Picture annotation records
════

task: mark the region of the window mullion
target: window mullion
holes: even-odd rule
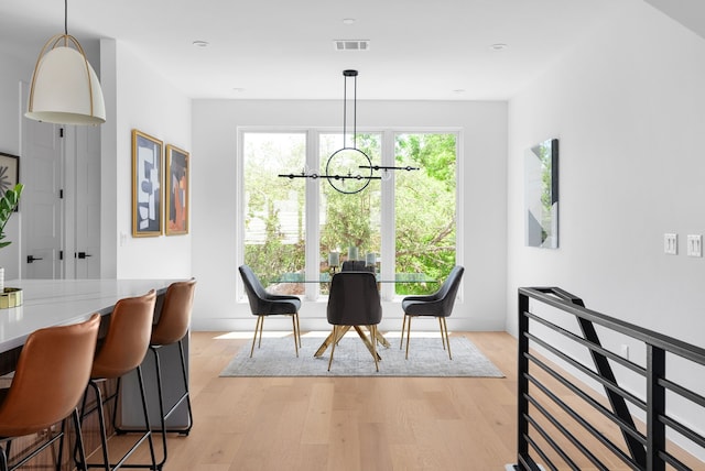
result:
[[[382,165],[394,165],[394,133],[387,130],[382,133]],[[397,252],[394,242],[394,172],[391,178],[382,179],[382,201],[381,201],[381,273],[382,280],[394,280],[394,254]],[[391,300],[394,297],[394,284],[382,283],[382,299]]]
[[[306,133],[306,166],[311,172],[318,173],[321,164],[318,162],[318,132],[310,130]],[[306,178],[306,280],[318,280],[321,228],[321,178]],[[305,284],[306,298],[315,300],[318,298],[321,285],[317,283]]]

════

> _What you need to do_: None of the pictures should appear; repeat the records exactly otherwise.

> _Answer to this task_:
task: mark the region of the window mullion
target: window mullion
holes: even-odd rule
result:
[[[382,165],[394,165],[394,133],[387,130],[382,133]],[[397,252],[394,242],[394,172],[391,178],[382,179],[382,201],[381,201],[381,273],[382,280],[394,280],[394,254]],[[391,300],[394,297],[394,284],[382,283],[382,299]]]
[[[306,133],[306,166],[311,172],[318,173],[321,164],[318,162],[318,132],[310,130]],[[306,178],[306,280],[318,280],[321,228],[321,178]],[[305,284],[306,298],[315,300],[318,298],[321,285],[317,283]]]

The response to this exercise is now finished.